## Exercise prompt:
Pick out every line in the items below that contains the word "teal", and copy each of those lines in full.

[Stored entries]
====

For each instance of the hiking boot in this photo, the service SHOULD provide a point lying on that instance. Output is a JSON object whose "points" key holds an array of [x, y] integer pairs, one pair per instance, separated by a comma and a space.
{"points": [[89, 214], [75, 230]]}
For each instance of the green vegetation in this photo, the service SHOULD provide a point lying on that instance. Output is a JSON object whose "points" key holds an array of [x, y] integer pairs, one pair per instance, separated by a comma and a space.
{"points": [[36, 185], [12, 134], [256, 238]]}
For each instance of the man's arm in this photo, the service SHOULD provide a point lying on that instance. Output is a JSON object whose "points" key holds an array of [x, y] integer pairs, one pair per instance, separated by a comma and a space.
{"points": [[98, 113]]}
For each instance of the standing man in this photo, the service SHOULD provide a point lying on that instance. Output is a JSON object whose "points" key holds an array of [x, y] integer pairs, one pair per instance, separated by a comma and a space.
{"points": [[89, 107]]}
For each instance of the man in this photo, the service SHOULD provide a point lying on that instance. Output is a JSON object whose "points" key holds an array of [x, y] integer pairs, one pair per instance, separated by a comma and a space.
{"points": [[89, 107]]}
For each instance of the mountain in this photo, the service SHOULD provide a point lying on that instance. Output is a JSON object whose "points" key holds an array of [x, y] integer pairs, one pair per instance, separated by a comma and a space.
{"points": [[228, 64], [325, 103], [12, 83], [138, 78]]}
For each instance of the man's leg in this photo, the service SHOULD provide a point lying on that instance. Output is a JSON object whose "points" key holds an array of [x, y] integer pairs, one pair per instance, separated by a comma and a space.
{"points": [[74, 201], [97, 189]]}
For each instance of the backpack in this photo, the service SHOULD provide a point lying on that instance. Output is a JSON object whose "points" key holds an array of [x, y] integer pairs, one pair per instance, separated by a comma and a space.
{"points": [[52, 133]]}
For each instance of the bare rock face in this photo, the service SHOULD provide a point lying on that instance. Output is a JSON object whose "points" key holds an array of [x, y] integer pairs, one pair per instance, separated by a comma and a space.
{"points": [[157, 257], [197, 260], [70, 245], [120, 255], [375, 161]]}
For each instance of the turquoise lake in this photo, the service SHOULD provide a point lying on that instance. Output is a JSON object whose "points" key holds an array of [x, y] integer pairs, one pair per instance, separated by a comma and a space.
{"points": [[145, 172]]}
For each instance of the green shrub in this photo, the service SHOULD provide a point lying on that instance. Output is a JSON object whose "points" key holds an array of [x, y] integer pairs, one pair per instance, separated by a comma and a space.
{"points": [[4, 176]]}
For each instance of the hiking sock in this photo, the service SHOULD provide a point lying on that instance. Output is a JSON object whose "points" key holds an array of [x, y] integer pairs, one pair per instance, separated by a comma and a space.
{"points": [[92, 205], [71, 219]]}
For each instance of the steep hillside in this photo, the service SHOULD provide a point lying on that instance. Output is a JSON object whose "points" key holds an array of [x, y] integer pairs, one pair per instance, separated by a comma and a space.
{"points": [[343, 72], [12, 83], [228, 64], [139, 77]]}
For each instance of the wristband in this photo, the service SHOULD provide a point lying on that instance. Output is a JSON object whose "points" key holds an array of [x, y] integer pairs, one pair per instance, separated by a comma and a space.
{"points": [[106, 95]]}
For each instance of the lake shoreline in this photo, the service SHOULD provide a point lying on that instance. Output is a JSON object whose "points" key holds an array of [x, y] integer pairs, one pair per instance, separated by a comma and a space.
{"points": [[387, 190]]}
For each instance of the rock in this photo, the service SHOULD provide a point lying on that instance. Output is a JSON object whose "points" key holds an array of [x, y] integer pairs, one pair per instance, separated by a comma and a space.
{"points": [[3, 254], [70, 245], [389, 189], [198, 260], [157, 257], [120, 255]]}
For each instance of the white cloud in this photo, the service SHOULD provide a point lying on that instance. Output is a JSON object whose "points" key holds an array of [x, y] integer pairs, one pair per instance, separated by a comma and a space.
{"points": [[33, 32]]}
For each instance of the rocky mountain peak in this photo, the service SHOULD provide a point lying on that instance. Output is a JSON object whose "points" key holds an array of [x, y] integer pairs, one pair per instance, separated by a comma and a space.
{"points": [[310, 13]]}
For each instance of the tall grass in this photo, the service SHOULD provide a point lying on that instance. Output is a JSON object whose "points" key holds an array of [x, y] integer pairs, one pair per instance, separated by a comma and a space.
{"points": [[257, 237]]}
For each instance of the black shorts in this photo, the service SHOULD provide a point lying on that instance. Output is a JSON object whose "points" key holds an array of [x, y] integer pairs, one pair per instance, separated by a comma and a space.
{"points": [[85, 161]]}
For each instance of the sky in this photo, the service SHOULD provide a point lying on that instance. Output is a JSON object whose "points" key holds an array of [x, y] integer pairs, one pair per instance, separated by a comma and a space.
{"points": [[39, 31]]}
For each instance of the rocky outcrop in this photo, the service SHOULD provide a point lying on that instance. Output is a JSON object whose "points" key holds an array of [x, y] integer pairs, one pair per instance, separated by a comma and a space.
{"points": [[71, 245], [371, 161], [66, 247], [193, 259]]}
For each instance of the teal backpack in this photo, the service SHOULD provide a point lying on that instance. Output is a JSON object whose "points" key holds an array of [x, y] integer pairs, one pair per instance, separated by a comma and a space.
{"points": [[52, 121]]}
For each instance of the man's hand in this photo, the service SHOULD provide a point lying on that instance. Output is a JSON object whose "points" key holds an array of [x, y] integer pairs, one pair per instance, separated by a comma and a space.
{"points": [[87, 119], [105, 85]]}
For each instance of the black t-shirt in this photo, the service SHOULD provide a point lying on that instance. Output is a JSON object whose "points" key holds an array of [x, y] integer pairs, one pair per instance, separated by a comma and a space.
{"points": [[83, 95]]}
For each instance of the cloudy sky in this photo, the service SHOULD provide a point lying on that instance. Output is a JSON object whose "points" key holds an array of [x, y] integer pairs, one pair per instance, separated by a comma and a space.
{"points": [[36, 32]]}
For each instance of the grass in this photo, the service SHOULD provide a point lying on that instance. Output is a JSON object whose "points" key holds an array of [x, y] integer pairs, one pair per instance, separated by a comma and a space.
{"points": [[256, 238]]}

====

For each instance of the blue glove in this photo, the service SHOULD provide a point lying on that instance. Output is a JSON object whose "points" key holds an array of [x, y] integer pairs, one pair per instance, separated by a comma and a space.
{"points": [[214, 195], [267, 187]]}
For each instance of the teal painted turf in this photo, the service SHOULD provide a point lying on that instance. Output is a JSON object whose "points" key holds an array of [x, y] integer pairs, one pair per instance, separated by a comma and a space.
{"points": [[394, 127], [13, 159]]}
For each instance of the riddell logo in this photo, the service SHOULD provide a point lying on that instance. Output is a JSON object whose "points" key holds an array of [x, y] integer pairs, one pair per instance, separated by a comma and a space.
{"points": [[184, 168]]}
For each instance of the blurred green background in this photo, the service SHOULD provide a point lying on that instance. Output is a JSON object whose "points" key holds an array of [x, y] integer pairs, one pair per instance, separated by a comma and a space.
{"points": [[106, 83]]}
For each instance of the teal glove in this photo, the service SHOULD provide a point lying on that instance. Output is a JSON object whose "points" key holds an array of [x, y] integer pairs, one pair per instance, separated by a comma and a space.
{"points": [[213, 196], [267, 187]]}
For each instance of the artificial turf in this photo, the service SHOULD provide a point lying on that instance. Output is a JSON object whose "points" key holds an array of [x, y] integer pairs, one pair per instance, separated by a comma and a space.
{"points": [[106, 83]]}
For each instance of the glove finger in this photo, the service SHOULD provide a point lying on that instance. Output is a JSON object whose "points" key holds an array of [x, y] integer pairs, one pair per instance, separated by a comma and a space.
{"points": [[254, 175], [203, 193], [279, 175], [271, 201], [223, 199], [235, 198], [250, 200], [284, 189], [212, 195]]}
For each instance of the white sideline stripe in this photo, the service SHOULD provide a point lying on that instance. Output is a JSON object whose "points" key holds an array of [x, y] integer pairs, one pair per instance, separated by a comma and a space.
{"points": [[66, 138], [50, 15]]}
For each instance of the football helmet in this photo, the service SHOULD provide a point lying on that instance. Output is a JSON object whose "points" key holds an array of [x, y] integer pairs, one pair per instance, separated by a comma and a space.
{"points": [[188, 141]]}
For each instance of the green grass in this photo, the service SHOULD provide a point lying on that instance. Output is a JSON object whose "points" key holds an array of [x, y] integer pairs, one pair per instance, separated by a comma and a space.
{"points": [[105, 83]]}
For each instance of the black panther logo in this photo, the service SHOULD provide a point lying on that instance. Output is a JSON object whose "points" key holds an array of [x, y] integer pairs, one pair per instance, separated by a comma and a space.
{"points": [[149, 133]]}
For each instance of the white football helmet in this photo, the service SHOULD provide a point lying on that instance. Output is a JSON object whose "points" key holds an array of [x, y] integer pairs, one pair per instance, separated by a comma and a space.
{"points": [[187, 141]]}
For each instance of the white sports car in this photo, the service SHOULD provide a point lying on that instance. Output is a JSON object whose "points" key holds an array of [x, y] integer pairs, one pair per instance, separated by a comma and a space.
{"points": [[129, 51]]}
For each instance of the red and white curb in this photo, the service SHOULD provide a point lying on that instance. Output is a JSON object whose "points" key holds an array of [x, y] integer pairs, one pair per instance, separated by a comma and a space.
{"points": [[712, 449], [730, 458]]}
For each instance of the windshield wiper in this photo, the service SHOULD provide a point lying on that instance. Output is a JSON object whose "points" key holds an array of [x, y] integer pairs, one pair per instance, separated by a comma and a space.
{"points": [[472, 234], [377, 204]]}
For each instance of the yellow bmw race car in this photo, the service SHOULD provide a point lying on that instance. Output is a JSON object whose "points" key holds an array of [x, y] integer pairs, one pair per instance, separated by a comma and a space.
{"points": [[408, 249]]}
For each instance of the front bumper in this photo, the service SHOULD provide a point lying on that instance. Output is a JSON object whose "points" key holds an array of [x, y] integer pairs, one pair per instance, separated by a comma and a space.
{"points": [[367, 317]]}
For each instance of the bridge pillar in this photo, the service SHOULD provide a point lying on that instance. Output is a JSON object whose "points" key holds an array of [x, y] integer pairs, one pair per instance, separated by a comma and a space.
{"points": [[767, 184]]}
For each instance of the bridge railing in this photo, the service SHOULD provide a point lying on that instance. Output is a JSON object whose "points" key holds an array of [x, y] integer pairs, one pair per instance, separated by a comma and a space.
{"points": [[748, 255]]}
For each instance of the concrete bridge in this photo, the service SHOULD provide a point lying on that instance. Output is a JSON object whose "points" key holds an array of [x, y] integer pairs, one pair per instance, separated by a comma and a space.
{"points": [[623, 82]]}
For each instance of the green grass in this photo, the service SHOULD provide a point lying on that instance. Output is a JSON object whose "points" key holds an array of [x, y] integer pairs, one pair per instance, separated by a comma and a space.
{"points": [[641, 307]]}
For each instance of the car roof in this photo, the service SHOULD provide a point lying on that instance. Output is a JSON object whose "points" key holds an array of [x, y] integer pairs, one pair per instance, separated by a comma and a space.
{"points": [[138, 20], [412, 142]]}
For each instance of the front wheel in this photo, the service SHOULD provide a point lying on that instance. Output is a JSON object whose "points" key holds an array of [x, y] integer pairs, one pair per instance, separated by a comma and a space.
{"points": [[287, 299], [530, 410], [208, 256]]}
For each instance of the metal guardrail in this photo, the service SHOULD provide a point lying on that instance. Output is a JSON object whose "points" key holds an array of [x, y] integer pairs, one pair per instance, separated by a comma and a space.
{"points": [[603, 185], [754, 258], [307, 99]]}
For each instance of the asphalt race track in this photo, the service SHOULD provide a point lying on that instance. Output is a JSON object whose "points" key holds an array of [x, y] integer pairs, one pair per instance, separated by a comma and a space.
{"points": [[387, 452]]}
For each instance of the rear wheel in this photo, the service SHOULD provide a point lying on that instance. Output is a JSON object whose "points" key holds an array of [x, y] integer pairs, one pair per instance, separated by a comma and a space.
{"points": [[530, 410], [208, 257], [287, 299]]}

====

## Exercise response:
For each instance of the teal backpack in this photo, the service SHOULD provide a point lying on that instance. Output is a JSON object whose "points" key holds an array of [x, y] integer pairs, one pair per instance, separated by a comma and a space.
For each instance of the teal painted turf in this photo, the service SHOULD provide a point lying on that instance. Output is a JSON object whose "points" key holds an array of [x, y] integer pairs, one pair per instance, separated by a comma and a space.
For each instance of the teal glove in this photo, the service SHOULD provide a point lying on that instance. Output is a JSON object whose "points" key holds an array of [x, y] integer pairs, one pair per instance, separated by a comma and a space.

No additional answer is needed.